*DIRECTIONS FOR THIS TASK*:
Sift through the entries below and copy out each line that contains the string "hazy". Case counts, so a line matches only if its letters have the same capitalization.

*STORED ROWS*:
-- Start --
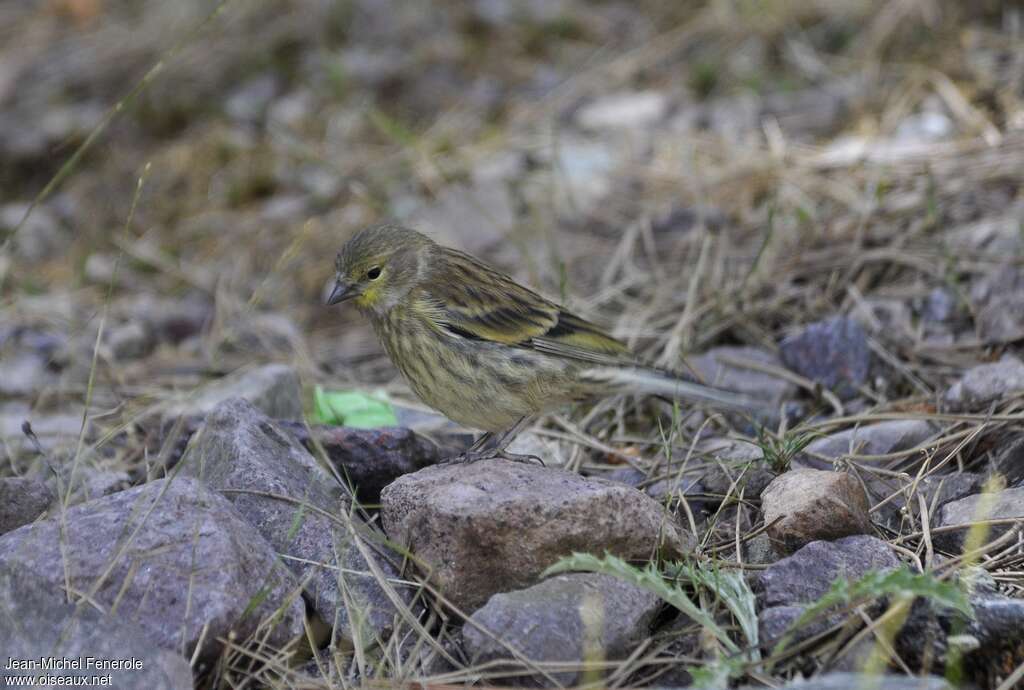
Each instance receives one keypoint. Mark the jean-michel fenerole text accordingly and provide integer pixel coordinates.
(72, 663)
-- End --
-- Start --
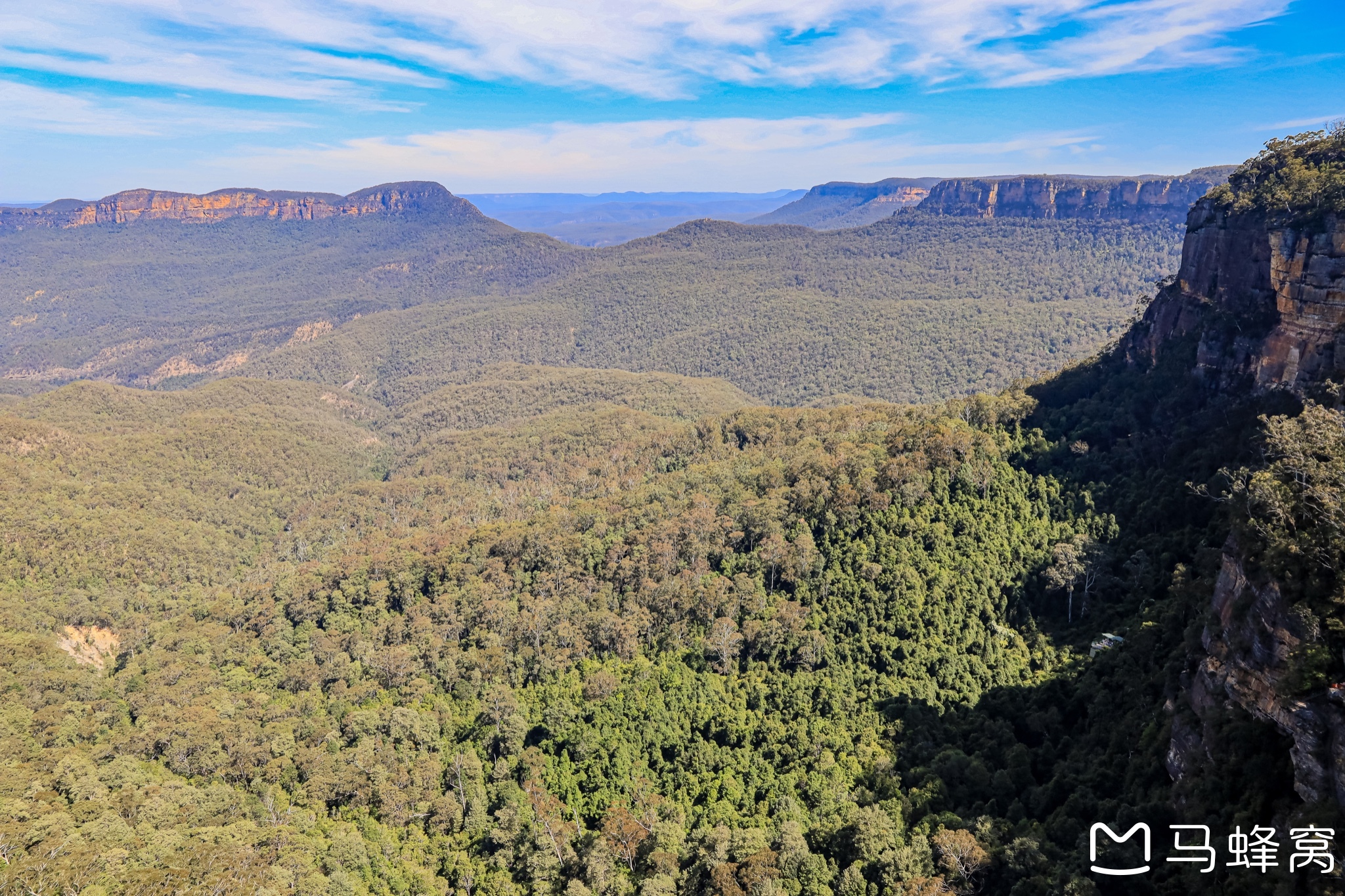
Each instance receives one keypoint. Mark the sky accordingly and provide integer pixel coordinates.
-- End --
-- Start --
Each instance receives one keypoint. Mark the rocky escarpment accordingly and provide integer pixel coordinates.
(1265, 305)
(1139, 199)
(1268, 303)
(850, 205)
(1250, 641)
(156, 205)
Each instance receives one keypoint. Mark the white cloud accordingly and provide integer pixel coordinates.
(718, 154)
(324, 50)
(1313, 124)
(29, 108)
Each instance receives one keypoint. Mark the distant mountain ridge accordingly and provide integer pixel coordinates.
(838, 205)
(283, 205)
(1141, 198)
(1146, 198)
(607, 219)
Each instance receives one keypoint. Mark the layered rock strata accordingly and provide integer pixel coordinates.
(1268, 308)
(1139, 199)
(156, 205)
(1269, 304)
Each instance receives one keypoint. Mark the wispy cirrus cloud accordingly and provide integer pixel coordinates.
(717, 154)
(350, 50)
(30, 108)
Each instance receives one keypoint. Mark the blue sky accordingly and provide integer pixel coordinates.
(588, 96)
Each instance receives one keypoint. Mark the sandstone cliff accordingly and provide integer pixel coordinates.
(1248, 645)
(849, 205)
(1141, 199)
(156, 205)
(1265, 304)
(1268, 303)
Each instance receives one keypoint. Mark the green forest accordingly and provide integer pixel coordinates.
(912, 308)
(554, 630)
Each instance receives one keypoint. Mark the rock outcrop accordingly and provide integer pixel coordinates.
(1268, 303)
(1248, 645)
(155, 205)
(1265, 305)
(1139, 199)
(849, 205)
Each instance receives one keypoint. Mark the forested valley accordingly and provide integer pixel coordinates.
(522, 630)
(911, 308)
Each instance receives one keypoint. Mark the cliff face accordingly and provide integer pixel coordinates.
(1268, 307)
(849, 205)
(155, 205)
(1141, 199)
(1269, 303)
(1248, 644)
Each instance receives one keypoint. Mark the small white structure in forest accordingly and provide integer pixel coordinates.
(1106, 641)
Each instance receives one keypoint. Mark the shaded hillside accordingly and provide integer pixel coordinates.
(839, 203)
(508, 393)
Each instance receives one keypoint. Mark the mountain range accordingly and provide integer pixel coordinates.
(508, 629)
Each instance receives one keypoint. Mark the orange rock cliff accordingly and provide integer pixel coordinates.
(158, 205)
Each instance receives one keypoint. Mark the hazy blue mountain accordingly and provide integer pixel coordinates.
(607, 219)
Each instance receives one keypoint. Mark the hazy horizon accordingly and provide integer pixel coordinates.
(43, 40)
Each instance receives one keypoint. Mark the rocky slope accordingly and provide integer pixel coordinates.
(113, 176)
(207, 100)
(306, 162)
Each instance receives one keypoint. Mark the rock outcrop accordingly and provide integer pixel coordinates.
-- End --
*RESPONSE BELOW*:
Each instance receives one keypoint. Mark the hazy blue mountain accordingly and provide integer pixel coordinates.
Each instance receives one keypoint. Mark the hazy horizon accordingly and provide integer pixel coordinates.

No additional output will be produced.